YOUR ASSIGNMENT: Please return every line in the entries below with the word "black" in it.
★ ★ ★
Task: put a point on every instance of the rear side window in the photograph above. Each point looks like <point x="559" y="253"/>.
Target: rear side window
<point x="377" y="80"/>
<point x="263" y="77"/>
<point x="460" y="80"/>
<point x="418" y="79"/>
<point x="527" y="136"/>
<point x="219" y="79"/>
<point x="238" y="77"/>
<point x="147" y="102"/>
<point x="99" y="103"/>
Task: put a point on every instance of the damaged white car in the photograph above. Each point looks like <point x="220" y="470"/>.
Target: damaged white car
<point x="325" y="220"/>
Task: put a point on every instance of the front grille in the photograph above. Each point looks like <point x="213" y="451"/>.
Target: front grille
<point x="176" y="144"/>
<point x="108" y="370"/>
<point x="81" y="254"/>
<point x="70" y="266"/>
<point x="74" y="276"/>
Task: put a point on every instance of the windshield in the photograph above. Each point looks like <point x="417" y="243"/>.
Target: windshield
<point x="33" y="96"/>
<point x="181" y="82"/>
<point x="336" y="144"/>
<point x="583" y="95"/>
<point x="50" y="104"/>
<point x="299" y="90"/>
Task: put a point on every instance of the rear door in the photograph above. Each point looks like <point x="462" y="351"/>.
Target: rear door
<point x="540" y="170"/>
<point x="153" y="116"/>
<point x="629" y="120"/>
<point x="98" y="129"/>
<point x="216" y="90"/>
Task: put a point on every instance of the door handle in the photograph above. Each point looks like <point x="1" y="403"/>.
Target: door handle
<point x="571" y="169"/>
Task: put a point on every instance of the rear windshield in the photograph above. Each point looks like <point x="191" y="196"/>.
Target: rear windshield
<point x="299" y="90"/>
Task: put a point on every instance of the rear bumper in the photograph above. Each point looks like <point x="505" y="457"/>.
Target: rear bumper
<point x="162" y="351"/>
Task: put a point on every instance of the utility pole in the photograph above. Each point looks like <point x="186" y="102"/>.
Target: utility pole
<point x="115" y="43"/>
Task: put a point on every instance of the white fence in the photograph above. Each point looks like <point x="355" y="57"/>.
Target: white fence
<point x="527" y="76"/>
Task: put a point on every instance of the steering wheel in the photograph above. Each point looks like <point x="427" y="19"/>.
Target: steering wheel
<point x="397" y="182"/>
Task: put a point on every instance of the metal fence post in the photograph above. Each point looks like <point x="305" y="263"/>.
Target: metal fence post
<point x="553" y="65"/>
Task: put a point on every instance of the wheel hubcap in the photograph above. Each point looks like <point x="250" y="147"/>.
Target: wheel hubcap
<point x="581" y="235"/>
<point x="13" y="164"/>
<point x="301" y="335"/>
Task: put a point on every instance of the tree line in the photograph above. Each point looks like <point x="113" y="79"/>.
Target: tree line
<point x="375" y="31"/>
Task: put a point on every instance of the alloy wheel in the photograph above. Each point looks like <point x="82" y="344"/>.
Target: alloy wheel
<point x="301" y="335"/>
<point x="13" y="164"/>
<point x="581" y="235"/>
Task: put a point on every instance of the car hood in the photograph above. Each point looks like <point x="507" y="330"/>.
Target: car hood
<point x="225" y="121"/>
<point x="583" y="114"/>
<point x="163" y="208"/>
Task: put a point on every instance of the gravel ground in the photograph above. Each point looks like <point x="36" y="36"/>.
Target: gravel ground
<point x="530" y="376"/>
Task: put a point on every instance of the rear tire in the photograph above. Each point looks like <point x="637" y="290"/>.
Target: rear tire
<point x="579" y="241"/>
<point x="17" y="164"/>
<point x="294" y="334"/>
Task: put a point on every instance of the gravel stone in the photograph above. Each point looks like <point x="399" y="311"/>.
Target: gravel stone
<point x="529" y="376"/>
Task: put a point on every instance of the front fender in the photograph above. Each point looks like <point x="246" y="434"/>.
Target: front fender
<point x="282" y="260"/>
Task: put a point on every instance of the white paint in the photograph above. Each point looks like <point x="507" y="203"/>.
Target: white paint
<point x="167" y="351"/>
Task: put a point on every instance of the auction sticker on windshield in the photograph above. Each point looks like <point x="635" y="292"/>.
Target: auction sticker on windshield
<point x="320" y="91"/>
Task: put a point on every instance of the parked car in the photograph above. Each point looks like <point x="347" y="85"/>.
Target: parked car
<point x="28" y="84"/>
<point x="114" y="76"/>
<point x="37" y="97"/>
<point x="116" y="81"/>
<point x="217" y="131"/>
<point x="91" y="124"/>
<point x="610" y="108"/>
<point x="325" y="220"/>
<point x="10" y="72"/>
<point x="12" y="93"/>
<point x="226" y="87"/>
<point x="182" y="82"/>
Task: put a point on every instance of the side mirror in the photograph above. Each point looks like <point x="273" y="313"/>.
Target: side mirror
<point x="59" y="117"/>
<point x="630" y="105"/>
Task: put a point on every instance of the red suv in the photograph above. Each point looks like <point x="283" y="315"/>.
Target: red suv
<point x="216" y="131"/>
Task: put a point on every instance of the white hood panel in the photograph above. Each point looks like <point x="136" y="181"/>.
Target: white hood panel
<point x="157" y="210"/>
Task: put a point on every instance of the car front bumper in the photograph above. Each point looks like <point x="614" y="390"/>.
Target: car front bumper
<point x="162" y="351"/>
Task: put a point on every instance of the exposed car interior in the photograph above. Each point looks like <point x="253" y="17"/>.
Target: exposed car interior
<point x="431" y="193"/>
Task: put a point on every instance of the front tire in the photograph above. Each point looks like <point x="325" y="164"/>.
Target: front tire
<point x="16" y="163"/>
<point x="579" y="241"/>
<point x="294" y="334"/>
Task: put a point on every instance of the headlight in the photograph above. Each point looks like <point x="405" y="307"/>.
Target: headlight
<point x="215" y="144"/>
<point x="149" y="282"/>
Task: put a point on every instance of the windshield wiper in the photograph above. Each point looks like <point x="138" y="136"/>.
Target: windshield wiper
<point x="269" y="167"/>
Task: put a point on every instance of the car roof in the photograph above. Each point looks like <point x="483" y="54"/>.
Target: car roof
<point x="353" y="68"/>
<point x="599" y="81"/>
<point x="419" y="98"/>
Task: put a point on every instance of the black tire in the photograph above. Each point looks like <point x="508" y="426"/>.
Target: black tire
★ ★ ★
OUTPUT FOR THIS EXERCISE:
Task: put a point on every instance of the black tire in the photograph above. Each point looks like <point x="508" y="426"/>.
Target: black tire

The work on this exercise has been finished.